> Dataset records
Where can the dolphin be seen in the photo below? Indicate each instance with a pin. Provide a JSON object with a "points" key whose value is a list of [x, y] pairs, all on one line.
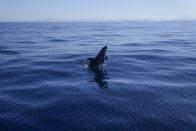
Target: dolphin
{"points": [[99, 59]]}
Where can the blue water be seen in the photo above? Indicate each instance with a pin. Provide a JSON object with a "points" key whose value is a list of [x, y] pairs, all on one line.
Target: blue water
{"points": [[148, 84]]}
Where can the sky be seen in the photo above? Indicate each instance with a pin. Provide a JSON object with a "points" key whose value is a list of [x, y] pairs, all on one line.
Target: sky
{"points": [[87, 10]]}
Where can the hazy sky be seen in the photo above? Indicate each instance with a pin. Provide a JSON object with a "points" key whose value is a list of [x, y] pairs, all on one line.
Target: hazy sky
{"points": [[21, 10]]}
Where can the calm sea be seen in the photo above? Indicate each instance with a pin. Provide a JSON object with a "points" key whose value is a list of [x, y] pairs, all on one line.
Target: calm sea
{"points": [[148, 84]]}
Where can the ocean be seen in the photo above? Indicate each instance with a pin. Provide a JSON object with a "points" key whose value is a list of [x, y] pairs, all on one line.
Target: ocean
{"points": [[147, 84]]}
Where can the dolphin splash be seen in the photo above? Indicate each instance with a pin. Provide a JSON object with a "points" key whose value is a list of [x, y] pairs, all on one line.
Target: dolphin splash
{"points": [[99, 59]]}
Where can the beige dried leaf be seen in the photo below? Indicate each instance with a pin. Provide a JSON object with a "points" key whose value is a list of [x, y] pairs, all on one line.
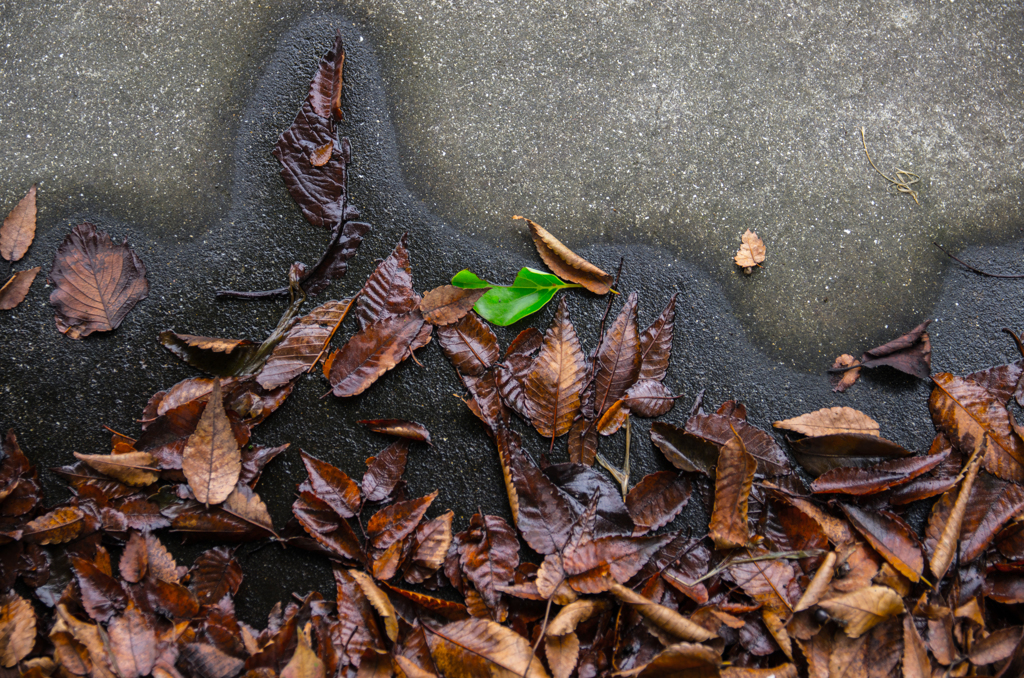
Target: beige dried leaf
{"points": [[863, 608], [17, 629], [133, 468], [212, 461], [830, 420], [664, 618], [752, 252], [18, 228]]}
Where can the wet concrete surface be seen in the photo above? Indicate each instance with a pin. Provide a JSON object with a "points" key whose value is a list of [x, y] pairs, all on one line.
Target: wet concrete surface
{"points": [[196, 236]]}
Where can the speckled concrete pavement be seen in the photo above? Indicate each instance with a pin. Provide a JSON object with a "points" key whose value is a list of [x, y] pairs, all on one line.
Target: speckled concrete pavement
{"points": [[658, 131]]}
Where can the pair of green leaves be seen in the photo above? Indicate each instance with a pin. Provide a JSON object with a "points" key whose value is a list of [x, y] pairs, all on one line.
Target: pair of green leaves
{"points": [[504, 305]]}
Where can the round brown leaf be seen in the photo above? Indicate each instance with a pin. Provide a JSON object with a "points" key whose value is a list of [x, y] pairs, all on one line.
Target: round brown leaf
{"points": [[97, 283]]}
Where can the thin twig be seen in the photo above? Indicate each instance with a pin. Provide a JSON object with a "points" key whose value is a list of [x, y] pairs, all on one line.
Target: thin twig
{"points": [[903, 178], [788, 555], [977, 270]]}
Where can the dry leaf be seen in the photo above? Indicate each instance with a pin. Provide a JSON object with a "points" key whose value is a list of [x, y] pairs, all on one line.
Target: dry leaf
{"points": [[732, 490], [565, 263], [97, 283], [16, 289], [18, 228], [133, 468], [863, 608], [17, 629], [751, 253], [554, 383], [830, 420], [448, 304], [212, 462]]}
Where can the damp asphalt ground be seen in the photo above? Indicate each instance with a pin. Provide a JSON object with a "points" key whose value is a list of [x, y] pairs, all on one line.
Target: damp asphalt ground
{"points": [[656, 132]]}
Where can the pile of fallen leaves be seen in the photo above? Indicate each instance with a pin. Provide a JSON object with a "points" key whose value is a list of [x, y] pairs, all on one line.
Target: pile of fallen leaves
{"points": [[809, 564]]}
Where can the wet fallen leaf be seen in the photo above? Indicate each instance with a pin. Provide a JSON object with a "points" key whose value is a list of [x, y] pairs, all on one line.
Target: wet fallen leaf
{"points": [[373, 351], [830, 420], [97, 282], [566, 263], [553, 385], [470, 344], [17, 629], [211, 460], [732, 490], [15, 290], [448, 304], [751, 253], [18, 228], [477, 647], [891, 537], [401, 428], [863, 608]]}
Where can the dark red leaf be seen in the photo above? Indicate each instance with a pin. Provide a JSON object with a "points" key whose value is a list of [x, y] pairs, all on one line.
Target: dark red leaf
{"points": [[617, 357], [401, 428], [656, 500], [876, 478], [823, 453], [371, 352], [655, 344], [215, 575], [384, 471], [684, 451], [325, 90], [397, 521], [470, 344]]}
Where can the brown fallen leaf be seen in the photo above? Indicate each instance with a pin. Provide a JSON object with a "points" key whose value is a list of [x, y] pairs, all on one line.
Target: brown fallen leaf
{"points": [[476, 647], [751, 253], [401, 428], [891, 537], [212, 461], [863, 608], [18, 228], [448, 304], [17, 629], [566, 263], [133, 468], [97, 283], [554, 383], [16, 289], [732, 490], [842, 378], [322, 155], [373, 351], [830, 420]]}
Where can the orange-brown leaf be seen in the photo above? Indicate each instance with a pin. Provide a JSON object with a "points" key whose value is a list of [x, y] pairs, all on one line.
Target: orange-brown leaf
{"points": [[333, 486], [448, 304], [891, 537], [97, 283], [752, 252], [861, 609], [18, 228], [566, 263], [554, 383], [397, 521], [970, 414], [734, 478], [830, 420], [374, 350], [17, 629], [475, 647], [212, 461], [57, 526], [16, 289]]}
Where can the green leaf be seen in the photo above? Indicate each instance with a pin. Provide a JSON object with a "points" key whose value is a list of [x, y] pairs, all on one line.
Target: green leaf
{"points": [[504, 305], [467, 280]]}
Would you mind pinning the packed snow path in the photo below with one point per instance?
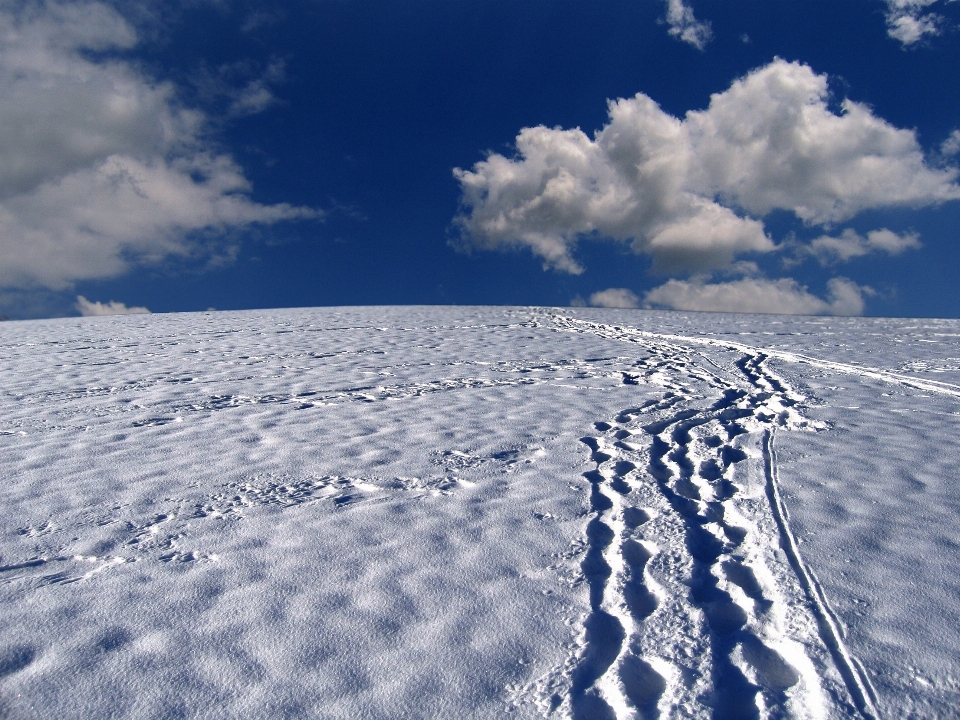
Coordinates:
(472, 512)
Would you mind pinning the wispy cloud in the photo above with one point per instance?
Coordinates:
(101, 166)
(831, 250)
(89, 308)
(755, 295)
(909, 21)
(684, 26)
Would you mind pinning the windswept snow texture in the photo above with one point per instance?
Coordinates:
(479, 512)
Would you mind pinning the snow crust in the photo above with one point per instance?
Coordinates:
(479, 512)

> TASK PROMPT
Copy every line of the data exactly as written, excluding the pictures.

> REPLY
Where can the dolphin be seen in the photo below? Indicate each instance with a pin. Provide a JSON object with a "points" key whose value is a list of [x, y] pairs, all on one line.
Target: dolphin
{"points": [[99, 59]]}
Where can the blue water be seen in the photo above? Indicate each instance with a pin. Provide a JSON object with a "points" key whose value is a list of [x, y] pairs, all on one line.
Target: blue water
{"points": [[148, 84]]}
Where can the sky be seen in the photo above? Indicate each instance with a pin. Provide a JSON object with a "points" key whose value is a list of [x, y] pairs, all on one line.
Target: sky
{"points": [[87, 10]]}
Where can the hazy sky be seen in the photo above? Indicate each instance with a pin. Provide a JSON object with a "points" key whose value is a list of [x, y] pairs, all on one line.
Target: hazy sky
{"points": [[21, 10]]}
Where can the calm sea be seen in the photo above? Indicate each instance with a pin. Provide a JSON object with a "points" key whose value is a list of [x, y] pairs, all on one line.
Target: calm sea
{"points": [[148, 84]]}
Where can the ocean be seen in the photo above? Indicate each instance with a pin. Provide a JSON object with a "points" key whose value is a list of [x, y] pairs, all on one line.
Target: ocean
{"points": [[147, 84]]}
Where can the dolphin splash be seen in the photo above? Indicate each instance with a pin. Provide a JSON object with a "points" key whose value is a list of [x, y] pairs, all on one line.
Target: dolphin splash
{"points": [[99, 59]]}
Where can the beige dried leaf be seen in the photo below? Indicate each instance with a pin. Provide a JSON object with a "points" key whose value is a list of [x, y] pairs, all on one line.
Target: beige dried leaf
{"points": [[863, 608], [17, 629], [133, 468], [212, 461], [830, 420], [664, 618], [752, 252], [18, 228]]}
Where can the wet concrete surface be seen in the photo above? Indicate each instance with a pin. Provide a JSON object with a "points" key whose value is a list of [x, y] pairs, all on one line.
Target: wet concrete surface
{"points": [[196, 236]]}
Where can the speckled concrete pavement be seen in the photo above? Indicate each instance with a pin. Provide a JSON object with a "points" key whose value is a list of [x, y] pairs, all on one line.
Target: speckled concrete pavement
{"points": [[658, 131]]}
Where can the pair of green leaves be seen in the photo above? Indicate each instance with a pin. Provide a JSON object with a "points" key whose value is a list of [x, y] pairs, all on one line.
Target: pair of green leaves
{"points": [[504, 305]]}
Where can the round brown leaf be seen in the photo above? Indicate each instance with a pin. Provide a JSON object with a "points" key whose value is a list of [x, y] pairs, all on one line.
Target: round brown leaf
{"points": [[97, 283]]}
Where can the thin twig be seen in the photo above? Indicate each instance with a pin. Provide a JSON object with a "points" key whose value is a list of [x, y] pairs, all on one line.
Target: thin twig
{"points": [[903, 178], [788, 555], [977, 270]]}
Where can the dry leaf be seen in the photo above? Indicate each instance with a pin. Provide a JSON object with a "points" key whose value is a list of [x, y] pairs, all on one line.
Target: dry leaf
{"points": [[732, 490], [565, 263], [97, 283], [16, 289], [18, 228], [133, 468], [863, 608], [17, 629], [751, 253], [554, 383], [830, 420], [448, 304], [212, 462]]}
Where can the damp asphalt ground be seen in the photo above? Indicate each instance with a pin. Provide a JSON object with a "points" key whose value is a list of [x, y] pairs, all on one line.
Target: damp asphalt ground
{"points": [[656, 132]]}
Where can the pile of fallen leaves be seen in the photo above? Indicate each instance with a pin. Provide a JSON object with a "points" key whose value is a list of [x, y] pairs, all on one line.
Target: pile of fallen leaves
{"points": [[809, 564]]}
Where can the wet fallen leaf be seen in the photo above? Indicate each instance with a pin. Provide a JSON object with a "points" key whose value is a list of [x, y] pairs, all on one line.
Target: wet fallen leaf
{"points": [[373, 351], [830, 420], [97, 282], [566, 263], [553, 385], [470, 344], [17, 629], [211, 460], [732, 490], [15, 290], [448, 304], [751, 253], [18, 228], [477, 647], [891, 537], [401, 428], [863, 608]]}
Where can the dark red leaf be seen in the photo above? Indicate each instance with a pin. Provide a JSON object with a "points" key whose value is a list of [x, y] pairs, all on one line.
Target: dark red leaf
{"points": [[617, 357], [401, 428], [656, 500], [876, 478], [823, 453], [371, 352], [655, 344], [215, 575], [384, 471], [684, 451], [325, 90], [397, 521], [470, 344]]}
Where can the brown fallen leaf be seen in the photo above? Indicate each instance with a pin. Provide a JSON object with a "points" key whose value is a list of [x, y] pairs, all on one line.
Target: brown fallen leaf
{"points": [[476, 647], [751, 253], [401, 428], [891, 537], [212, 461], [863, 608], [18, 228], [448, 304], [17, 629], [566, 263], [133, 468], [97, 283], [554, 383], [16, 289], [732, 490], [842, 378], [322, 155], [373, 351], [830, 420]]}
Where can the orange-brown leaf be seen in the photo above? Indicate each instance with a pin. Provide a JSON object with a "points" key whose value is a list of [x, y] pairs, all on one line.
Target: orange-brown leaf
{"points": [[333, 486], [448, 304], [891, 537], [97, 283], [752, 252], [861, 609], [18, 228], [566, 263], [554, 383], [397, 521], [970, 414], [734, 478], [830, 420], [374, 350], [17, 629], [475, 647], [212, 461], [57, 526], [16, 289]]}
Where can the green leaf be seen in the photo above? Indicate each instance with a pin. Provide a JSON object with a "points" key whose value is a list of [x, y] pairs, all on one line.
Target: green leaf
{"points": [[504, 305], [467, 280]]}
Would you mind pinning the packed snow path in the photo below with one point per instance?
Coordinates:
(472, 512)
Would you mind pinning the wispy cloud in the photo above with one point per instance?
Coordinates:
(101, 166)
(831, 250)
(89, 308)
(755, 295)
(909, 21)
(684, 26)
Would you mind pinning the windswept snow texture in the photo above with one point per instance?
Coordinates:
(479, 512)
Would you mind pinning the snow crust in the photo above with one point per instance?
Coordinates:
(479, 512)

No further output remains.